EXCERPTED TEXT:
::::::

Reduce, reuse, recycle

First of all, let me be clear that I am what some old Baptists used to refer to as a ‘Spurgeon’s man’. I have twice graduated from the college which bears his name, and as such what I am about to do probably comes close to heresy. The following statement is attributed to Charles Haddon Spurgeon, and I am not at all sure I agree with him:

I am inclined to say that if a sermon is so devoid of local colour and local reference that it can be preached ten times it should not even be preached once. A sermon is not like an old recorded tune, which you can simply play again and again, regardless of setting. Rather, it is a piece of music played live – in different settings, at different volumes and in different ways.

Having said that, I write this in an office where a collection of A4 binders is slowly creeping round the walls as they fill up with my sermons. These days they are all stored digitally as well, but when I start the process of preaching on a passage, my first port of call is those bulging ring binders. If I have preached on the relevant passage before then I stack the commentary notes and the preaching notes right there on my desk. Right after I have read the passage, they are the first thing I read. Sometimes I wince at the foolish things I have said in the past, sometimes I gaze wistfully across the years to the place and time where they were preached, and just occasionally I am blessed or challenged by them!

The real question, though, is whether I ever preach the same sermon all over again? Do I ever unclip the ring binder, slip the old notes in my Bible, and go off to preach them? On very rare occasions I have done exactly that. I have felt such a weight of conviction and prophetic burden about a particular sermon that it has travelled with me from church to church on every visiting preach. A few years ago I did this with a sermon entitled ‘the elder brother syndrome’ all about the church’s attitude to accommodating new Christians in their midst. Every time I received an invitation to preach, I felt that this was the message I should take with me – even to a ‘preach-with-a-view’. It felt odd to preach those exact same words over and over again, and ran counter to almost all of my preacher’s instincts. At the time, though, I knew it was the right thing to do.

Asking other preachers about whether or not they reuse old sermons has proved to be an eye-opening experience. The reactions have ranged from mild surprise at the question to the prickly suggestion that the questioner ought to rely a little more upon the Holy Spirit! Amongst most of them it provokes a reaction not unlike that from a home baker when asked if they were using readymade pastry. This is followed by a brief flurry of those who admit they might reuse illustrations or commentary notes. Few, though, seem willing to admit to full-scale recycling. It seems to smack of cheating and hint at laziness. In all honesty, I do reuse some sermons from my ‘back catalogue’, but only in particular ways.

::::::

INFORMATION PROVIDED:
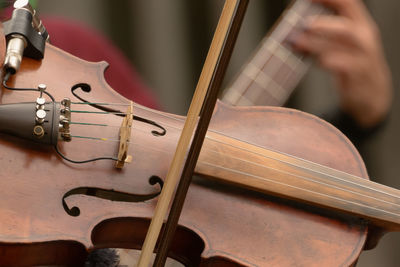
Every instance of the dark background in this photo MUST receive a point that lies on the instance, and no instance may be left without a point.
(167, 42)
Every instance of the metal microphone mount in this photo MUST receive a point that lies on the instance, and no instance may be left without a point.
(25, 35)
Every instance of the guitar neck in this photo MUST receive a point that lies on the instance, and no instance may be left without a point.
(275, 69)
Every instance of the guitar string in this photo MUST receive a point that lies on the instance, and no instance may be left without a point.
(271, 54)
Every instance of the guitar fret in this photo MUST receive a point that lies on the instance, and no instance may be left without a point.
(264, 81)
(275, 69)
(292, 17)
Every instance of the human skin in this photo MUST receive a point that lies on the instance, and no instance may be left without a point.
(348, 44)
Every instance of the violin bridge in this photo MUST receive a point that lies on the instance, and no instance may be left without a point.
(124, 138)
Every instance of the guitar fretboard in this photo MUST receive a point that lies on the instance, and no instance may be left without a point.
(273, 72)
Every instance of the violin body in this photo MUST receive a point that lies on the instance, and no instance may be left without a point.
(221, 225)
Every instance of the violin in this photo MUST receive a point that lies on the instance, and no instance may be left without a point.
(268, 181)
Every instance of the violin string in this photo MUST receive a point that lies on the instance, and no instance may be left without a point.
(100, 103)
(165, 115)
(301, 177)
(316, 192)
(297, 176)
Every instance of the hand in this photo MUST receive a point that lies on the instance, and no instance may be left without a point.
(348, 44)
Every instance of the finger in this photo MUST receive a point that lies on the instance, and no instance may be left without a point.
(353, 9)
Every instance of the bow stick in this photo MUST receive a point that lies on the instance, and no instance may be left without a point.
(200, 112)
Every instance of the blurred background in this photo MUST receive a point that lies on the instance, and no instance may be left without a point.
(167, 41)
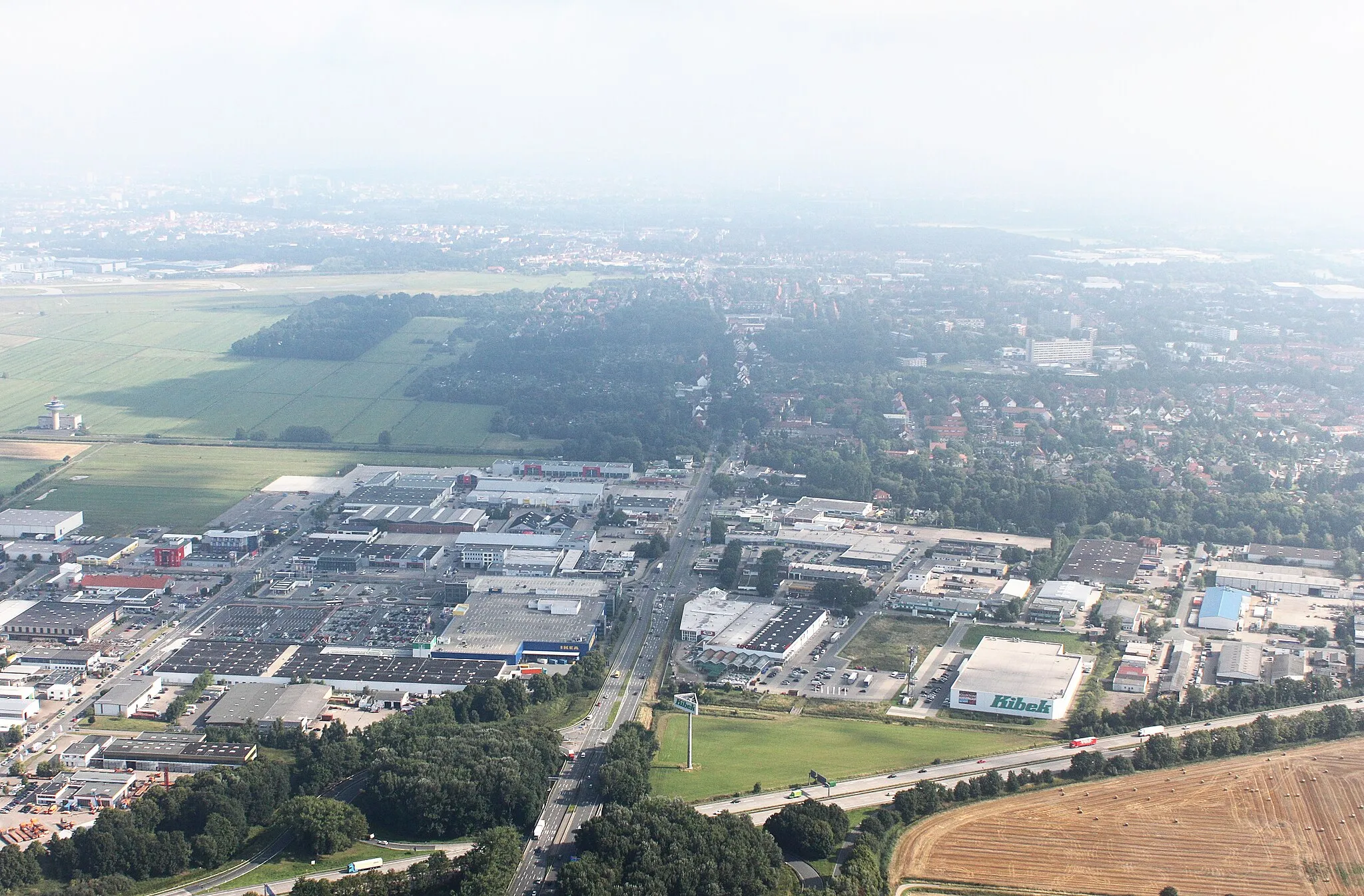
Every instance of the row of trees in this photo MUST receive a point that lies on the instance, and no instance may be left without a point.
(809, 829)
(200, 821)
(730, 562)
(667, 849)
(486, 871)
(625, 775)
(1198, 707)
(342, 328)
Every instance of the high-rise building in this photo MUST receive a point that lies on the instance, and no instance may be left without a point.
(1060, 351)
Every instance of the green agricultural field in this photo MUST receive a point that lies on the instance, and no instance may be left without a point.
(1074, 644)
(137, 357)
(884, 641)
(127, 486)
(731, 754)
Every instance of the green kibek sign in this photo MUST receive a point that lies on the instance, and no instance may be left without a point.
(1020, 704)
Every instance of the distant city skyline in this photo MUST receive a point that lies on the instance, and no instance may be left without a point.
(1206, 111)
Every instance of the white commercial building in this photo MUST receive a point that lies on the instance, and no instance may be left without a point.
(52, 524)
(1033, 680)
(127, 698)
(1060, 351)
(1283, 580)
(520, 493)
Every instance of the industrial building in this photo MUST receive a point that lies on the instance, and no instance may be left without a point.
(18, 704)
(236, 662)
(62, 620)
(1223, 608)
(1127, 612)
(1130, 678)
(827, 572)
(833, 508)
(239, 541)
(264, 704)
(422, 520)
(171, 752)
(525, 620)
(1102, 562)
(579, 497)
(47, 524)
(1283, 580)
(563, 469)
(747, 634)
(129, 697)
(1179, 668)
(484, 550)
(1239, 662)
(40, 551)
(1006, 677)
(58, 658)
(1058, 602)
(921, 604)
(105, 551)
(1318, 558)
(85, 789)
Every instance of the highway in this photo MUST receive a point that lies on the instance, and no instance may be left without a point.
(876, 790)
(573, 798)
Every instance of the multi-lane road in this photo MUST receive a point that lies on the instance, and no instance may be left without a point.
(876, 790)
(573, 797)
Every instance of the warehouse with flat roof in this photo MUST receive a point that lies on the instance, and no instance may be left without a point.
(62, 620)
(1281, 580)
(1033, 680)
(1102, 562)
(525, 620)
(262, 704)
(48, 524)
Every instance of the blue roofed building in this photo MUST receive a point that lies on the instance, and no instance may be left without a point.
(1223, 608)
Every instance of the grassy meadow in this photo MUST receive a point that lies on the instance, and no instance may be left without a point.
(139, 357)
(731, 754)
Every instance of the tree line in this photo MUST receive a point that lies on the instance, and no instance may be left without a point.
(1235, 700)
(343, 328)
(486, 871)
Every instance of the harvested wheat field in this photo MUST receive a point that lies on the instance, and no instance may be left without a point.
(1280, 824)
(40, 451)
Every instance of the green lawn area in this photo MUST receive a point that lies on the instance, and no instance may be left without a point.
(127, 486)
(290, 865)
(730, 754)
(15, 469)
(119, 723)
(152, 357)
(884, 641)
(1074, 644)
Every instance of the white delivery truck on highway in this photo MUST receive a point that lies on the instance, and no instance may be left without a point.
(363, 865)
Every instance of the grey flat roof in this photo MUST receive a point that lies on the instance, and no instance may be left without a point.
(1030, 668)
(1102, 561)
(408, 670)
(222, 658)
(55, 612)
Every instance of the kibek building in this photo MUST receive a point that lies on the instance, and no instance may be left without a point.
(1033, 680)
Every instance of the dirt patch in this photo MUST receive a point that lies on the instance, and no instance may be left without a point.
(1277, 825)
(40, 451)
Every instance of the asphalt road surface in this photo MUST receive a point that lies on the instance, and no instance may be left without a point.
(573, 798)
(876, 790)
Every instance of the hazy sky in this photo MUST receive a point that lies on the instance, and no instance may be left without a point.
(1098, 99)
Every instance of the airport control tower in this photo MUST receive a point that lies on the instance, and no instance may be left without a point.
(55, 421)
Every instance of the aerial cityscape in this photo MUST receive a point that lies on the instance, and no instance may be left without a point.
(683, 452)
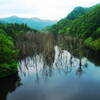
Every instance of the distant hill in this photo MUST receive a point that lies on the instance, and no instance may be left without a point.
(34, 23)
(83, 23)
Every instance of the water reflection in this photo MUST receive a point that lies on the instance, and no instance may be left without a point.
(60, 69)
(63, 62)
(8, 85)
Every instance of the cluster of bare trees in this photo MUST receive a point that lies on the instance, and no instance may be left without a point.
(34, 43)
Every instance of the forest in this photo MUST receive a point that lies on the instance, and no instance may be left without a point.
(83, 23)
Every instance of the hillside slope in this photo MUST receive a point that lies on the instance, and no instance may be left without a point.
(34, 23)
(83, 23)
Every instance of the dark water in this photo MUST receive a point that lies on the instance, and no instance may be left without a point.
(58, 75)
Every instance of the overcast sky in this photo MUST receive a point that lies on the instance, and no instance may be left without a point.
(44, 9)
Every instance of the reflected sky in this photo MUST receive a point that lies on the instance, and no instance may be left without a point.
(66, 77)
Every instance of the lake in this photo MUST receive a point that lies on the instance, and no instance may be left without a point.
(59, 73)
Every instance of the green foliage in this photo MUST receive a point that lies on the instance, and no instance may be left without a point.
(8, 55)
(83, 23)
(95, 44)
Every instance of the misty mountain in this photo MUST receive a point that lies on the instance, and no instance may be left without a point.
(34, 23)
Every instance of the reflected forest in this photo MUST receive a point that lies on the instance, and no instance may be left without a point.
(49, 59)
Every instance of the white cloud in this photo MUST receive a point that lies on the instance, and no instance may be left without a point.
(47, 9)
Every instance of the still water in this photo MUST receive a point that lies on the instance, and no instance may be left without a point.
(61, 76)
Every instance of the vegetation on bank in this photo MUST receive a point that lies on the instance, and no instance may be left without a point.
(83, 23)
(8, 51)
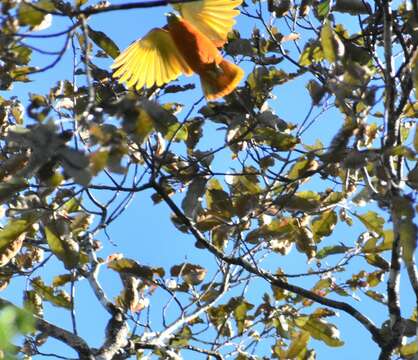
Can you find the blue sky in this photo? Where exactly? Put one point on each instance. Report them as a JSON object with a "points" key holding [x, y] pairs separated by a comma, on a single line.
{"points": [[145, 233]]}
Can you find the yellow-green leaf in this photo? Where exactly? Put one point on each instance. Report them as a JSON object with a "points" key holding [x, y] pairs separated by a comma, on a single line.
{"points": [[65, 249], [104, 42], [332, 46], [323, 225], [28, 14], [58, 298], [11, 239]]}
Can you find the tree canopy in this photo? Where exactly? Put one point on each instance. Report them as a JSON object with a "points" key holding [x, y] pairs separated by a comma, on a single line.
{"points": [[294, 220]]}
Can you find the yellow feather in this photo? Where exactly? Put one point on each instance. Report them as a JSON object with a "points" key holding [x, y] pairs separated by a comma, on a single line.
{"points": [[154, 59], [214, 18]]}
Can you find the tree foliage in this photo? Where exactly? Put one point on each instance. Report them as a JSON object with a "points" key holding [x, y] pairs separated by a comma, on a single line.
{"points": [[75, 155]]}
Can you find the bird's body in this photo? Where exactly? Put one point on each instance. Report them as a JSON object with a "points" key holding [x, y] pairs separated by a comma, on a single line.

::::::

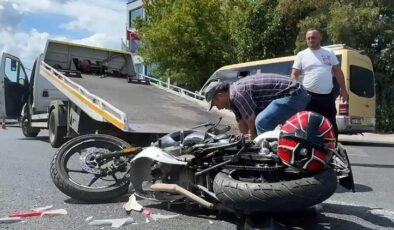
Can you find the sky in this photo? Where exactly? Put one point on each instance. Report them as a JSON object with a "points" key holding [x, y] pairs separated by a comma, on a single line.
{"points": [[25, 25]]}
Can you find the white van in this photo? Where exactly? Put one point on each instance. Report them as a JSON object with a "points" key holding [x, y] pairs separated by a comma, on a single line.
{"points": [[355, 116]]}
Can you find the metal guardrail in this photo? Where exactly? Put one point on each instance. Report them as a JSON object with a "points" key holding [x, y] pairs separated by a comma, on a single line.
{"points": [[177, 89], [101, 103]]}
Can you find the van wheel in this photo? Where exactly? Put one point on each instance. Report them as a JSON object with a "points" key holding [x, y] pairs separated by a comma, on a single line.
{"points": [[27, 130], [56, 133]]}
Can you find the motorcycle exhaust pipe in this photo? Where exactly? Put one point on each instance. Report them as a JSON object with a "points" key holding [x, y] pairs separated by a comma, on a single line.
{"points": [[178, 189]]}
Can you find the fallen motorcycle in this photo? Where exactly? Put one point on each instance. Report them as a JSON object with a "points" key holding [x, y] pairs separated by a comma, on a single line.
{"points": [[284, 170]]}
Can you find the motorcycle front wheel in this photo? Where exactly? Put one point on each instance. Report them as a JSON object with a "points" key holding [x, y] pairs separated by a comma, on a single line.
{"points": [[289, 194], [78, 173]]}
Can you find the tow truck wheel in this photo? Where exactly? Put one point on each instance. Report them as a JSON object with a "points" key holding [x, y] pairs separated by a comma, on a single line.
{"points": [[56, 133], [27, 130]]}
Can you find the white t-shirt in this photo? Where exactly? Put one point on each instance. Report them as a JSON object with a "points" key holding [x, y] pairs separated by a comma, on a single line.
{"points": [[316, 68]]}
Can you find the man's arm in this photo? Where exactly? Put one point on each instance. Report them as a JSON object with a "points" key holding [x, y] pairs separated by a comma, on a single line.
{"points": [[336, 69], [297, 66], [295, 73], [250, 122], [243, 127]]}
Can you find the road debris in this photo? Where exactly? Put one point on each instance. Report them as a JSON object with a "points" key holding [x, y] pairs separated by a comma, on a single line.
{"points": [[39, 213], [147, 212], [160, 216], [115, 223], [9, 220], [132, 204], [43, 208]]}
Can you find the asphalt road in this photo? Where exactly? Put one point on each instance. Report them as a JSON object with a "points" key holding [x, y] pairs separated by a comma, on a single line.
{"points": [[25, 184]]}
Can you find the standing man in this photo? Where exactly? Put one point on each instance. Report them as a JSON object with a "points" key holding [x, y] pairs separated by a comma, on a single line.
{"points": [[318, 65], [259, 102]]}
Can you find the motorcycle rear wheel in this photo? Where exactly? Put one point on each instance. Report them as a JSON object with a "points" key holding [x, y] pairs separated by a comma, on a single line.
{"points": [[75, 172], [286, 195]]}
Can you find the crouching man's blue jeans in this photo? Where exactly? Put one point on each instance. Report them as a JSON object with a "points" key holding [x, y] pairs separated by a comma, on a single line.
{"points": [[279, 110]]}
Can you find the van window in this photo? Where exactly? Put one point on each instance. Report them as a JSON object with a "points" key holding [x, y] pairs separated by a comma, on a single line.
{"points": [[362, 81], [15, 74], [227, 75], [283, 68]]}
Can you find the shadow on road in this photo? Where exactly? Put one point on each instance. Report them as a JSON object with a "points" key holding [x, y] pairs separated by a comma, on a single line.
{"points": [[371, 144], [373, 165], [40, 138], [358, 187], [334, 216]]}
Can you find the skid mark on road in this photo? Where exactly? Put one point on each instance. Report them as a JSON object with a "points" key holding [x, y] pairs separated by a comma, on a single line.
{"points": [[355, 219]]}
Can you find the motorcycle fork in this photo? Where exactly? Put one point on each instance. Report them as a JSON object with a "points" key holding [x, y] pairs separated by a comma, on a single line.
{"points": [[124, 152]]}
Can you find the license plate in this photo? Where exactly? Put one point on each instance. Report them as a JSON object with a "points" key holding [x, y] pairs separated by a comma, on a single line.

::::::

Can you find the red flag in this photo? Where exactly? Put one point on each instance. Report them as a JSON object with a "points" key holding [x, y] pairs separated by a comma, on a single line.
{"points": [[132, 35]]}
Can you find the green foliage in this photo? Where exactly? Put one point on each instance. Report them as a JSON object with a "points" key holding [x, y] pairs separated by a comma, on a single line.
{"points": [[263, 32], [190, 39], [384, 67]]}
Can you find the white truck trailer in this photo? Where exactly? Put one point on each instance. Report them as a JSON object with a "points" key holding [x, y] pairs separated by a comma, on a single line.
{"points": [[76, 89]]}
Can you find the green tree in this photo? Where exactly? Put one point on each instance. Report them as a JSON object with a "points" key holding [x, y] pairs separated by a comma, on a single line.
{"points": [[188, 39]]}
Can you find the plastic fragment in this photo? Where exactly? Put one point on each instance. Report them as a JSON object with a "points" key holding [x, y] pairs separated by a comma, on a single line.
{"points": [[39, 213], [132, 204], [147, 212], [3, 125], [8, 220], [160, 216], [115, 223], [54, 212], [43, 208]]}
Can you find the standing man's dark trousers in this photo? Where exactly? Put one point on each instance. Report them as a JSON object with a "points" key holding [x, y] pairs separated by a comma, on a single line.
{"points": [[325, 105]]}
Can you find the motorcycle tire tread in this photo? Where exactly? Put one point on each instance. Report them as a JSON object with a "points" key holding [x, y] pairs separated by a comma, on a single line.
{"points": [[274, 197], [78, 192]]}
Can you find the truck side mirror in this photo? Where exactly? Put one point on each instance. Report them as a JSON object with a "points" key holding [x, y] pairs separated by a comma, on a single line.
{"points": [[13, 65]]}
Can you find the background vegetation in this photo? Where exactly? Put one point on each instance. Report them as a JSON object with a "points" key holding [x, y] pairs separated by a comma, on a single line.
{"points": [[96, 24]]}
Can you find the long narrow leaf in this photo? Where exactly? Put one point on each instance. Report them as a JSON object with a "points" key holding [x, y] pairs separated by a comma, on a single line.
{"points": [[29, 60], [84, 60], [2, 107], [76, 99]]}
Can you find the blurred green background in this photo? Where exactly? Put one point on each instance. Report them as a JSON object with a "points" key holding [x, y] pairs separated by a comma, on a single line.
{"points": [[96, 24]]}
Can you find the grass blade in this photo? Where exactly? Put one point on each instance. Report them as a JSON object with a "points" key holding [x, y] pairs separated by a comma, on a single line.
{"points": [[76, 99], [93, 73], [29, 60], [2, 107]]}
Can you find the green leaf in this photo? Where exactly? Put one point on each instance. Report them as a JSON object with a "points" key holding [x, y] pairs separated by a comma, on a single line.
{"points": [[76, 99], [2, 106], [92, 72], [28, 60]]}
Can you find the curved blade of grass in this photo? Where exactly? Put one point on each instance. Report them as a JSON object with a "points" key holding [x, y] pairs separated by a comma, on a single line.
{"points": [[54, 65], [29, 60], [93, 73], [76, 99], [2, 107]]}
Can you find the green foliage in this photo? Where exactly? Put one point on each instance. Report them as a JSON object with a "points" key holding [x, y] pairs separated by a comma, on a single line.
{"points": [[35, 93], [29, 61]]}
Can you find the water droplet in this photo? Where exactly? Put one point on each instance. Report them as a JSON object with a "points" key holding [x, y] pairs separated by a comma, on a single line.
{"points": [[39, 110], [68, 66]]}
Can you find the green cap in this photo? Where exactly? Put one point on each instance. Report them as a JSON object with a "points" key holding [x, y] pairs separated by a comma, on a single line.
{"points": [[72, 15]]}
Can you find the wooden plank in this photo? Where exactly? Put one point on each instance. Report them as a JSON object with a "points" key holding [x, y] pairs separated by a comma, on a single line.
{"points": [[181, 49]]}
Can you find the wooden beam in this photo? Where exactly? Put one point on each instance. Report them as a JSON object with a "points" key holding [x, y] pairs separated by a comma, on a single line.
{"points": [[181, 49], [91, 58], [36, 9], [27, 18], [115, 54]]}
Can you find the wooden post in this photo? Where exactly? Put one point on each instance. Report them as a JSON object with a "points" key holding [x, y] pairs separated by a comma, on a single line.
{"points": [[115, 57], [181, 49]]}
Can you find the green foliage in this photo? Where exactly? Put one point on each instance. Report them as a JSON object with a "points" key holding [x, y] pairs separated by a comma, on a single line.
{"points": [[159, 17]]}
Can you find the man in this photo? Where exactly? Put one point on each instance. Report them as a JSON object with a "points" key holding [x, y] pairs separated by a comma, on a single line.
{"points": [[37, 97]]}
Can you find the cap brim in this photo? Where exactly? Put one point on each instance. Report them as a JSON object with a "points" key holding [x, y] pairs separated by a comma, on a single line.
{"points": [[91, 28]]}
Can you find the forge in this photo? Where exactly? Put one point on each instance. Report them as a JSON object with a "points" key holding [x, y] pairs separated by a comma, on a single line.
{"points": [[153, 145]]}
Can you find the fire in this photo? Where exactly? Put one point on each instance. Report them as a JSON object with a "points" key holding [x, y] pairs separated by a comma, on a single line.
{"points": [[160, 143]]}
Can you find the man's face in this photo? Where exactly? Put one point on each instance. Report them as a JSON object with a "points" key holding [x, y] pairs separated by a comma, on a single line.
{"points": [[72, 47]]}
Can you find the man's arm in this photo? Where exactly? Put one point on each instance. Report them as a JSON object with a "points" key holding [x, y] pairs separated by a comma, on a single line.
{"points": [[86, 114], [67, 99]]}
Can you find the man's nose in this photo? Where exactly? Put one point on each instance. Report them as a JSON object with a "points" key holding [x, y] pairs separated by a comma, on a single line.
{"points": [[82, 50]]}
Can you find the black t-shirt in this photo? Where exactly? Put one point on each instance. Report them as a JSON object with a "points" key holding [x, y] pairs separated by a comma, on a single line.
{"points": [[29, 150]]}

::::::

WHAT THIS EXERCISE ASKS:
**a)** In the text on reusing sermons, what was the title of the sermon the writer carried from church to church a few years ago?
**b)** Continue the text on reusing sermons, picking up right after its final sentence.
The rows can be left aside.

RESPONSES:
**a)** It was titled ‘the elder brother syndrome’.

**b)**
You know the kind of thing I mean. Years ago somebody printed a magazine on thick paper with gorgeous full-colour illustrated plates. Like any other magazine, it was never meant to be anything more than ephemeral. Having said that, the quality and charm of the illustrations means that somebody has chosen to cut the illustration out and ennoble it through framing. I do the same with parts of old sermons. I ponder long and hard over the words I choose – like a poet selecting his metaphors or a coach-builder choosing his veneers. If I feel they have a particular resonance or beauty then I will use them again.



Here is an old wing-back chair. The people who built it really knew what they were doing, which is why it is still here. The timber of its frame is tempered and formed just so to make it last. Despite that, the original owners would scarcely recognise it now. On top of the original sturdy frame the upholstery has been chosen and re-chosen again to suit changing fashions and contexts. I do this with old sermons, especially when preaching thematically. If a particular structure has helped me to frame the discussion of a challenging topic such as suffering, free will, or obstacles to prayer – I will reuse it. The covering is different, of course, but the structure remains the same.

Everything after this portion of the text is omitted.